- GIVEN TASK 1
In the recorded data, reproduce the lines from the line containing "Segment every instance of the tram" up to and including the line containing "61 39 L 59 40", changing nothing except the path coordinates, each of which is to be multiplied by 1.4 and rounded to a whole number, with halves rounded up.

- DOCUMENT EXTRACT

Deemed Prospectus (Sec 25)

# Deemed Prospectus — Section 25

## Concept

A deemed prospectus is a document by which an offer for sale to the public is made — even though the offer is made by someone other than the company (typically an issuing house or intermediary). The law treats this document as if it were a prospectus issued by the company.

## When is an Allotment Treated as a Deemed Public Offer?

Allotment of securities is treated as a public offer if either condition is met:

1. Securities are offered to the public within 6 months of allotment; OR

2. Full consideration for the securities has not been received by the company at the date when the offer to the public is made.

## Contents Required in a Deemed Prospectus

1. All contents required for a prospectus under Sec 26;

2. Net amount of consideration received or to be received by the company;

3. Time and place where the contracts can be inspected.

## Deemed Directors

  • Persons making the offer are named as directors in the deemed prospectus.
  • They are subject to penalties for misstatements in the deemed prospectus.

## Signatory Requirements

EntitySigned By
CompanyAt least 2 directors
FirmAt least half of the partners

## Legal Liabilities

All provisions on:

  • Misstatements,
  • Required contents,
  • Civil and criminal liabilities,

…apply to the deemed prospectus, in addition to the liability of the company offering securities.

## Special Rule — Rights Issue with Renunciation

If a rights issue is made to existing members with the right to renounce and the number of others (renouncees) exceeds 50, it also becomes a deemed prospectus. (SEBI v. Kunnamkulam Paper Mills Ltd.)

## Memory Aid — Two Triggers

Trigger 1: 6-month rule — public offer within 6 months of allotment.

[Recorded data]

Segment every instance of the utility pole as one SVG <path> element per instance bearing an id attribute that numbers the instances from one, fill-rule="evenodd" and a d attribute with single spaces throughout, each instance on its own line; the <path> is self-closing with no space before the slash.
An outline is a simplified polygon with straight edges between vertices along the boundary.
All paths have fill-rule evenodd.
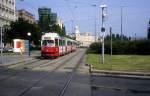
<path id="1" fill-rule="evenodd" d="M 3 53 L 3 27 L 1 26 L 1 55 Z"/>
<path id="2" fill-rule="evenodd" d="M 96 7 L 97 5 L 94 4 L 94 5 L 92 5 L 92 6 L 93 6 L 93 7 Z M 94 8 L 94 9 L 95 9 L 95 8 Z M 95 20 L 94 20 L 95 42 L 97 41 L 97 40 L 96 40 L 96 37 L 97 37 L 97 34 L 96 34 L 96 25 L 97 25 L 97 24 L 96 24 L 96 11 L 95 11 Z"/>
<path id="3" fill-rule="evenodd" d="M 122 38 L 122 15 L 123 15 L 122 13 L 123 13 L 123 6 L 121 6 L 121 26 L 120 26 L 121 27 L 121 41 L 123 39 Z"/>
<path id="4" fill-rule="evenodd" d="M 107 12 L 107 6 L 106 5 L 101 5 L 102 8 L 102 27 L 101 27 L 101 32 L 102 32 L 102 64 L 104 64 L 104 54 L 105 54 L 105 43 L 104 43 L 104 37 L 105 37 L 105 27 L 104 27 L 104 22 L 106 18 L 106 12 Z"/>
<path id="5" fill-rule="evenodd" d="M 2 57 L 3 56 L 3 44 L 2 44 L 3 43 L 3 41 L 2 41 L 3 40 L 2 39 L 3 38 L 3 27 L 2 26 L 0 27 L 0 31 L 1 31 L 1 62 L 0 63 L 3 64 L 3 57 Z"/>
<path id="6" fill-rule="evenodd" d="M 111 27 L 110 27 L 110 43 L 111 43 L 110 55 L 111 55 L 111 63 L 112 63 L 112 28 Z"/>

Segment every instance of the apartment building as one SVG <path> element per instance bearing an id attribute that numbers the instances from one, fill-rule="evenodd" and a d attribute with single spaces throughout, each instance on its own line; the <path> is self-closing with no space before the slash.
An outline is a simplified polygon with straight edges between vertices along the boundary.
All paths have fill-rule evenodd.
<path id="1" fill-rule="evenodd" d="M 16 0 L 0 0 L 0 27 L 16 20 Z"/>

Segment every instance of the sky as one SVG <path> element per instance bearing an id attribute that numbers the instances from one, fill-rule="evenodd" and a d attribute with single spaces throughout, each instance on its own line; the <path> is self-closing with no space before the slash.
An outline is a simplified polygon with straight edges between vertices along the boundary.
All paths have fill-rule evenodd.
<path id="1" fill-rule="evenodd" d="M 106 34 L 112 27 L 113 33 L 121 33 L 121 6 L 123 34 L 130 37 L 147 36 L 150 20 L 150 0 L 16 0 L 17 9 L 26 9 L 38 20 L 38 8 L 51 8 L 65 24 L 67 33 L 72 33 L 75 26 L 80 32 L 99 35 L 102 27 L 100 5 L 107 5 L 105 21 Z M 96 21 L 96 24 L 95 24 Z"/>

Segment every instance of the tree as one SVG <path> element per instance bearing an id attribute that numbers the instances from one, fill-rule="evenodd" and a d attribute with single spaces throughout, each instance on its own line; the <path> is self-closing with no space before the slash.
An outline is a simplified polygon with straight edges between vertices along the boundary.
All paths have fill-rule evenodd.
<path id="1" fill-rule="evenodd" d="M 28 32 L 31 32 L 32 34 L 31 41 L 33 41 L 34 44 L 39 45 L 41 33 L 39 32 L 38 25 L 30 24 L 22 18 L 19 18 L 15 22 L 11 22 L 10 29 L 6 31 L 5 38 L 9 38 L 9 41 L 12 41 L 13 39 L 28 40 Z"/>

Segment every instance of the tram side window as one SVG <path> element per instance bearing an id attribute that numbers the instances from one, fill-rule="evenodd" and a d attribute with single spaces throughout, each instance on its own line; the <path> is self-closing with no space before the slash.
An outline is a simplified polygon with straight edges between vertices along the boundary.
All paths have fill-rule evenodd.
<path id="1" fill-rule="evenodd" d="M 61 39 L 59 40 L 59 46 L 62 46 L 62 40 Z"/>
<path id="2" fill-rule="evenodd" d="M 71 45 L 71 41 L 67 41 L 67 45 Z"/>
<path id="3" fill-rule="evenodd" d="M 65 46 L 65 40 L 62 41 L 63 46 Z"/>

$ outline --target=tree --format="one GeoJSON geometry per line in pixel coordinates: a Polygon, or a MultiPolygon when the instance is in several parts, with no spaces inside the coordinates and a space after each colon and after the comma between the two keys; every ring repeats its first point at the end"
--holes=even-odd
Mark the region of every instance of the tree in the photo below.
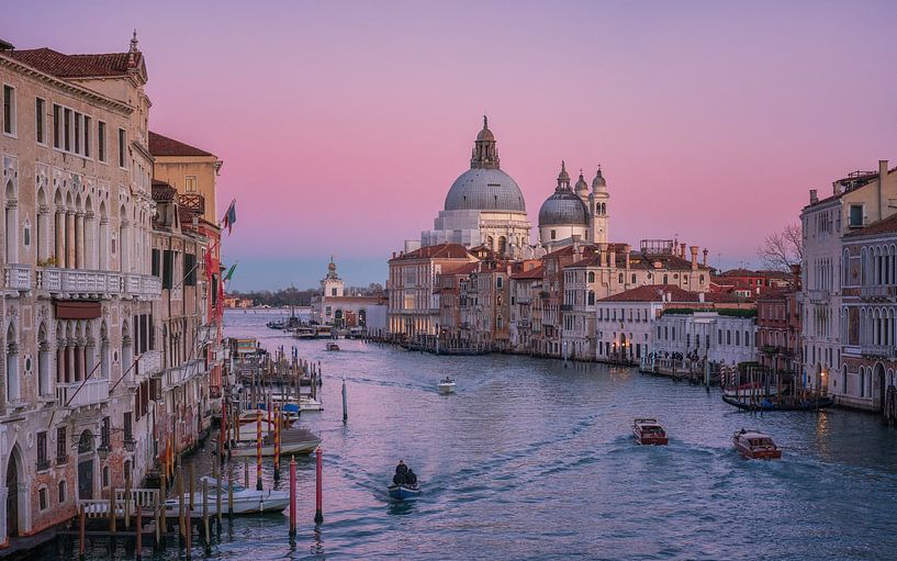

- GIVEN TASK 2
Answer these questions using the text on deemed prospectuses:
(a) Within how many months of allotment must securities be offered to the public for the allotment to be treated as a public offer?
(b) By whom must a deemed prospectus be signed when the entity is a company?
(c) In a rights issue with the right to renounce, above what number of renouncees does it become a deemed prospectus?

- EXPECTED OUTPUT 1
Segment every instance of the tram side window as one SVG <path> element per instance bearing an id attribute that numbers the instances from one, fill-rule="evenodd" and a d attribute with single spaces throughout, each instance on its own line; the <path> is self-closing with no space before the slash.
An outline is a simplified polygon with straight edges between vertices along the boundary.
All paths have fill-rule evenodd.
<path id="1" fill-rule="evenodd" d="M 85 55 L 83 56 L 83 64 L 87 64 L 87 56 Z"/>

- EXPECTED OUTPUT 2
(a) Within 6 months.
(b) By at least 2 directors.
(c) Above 50.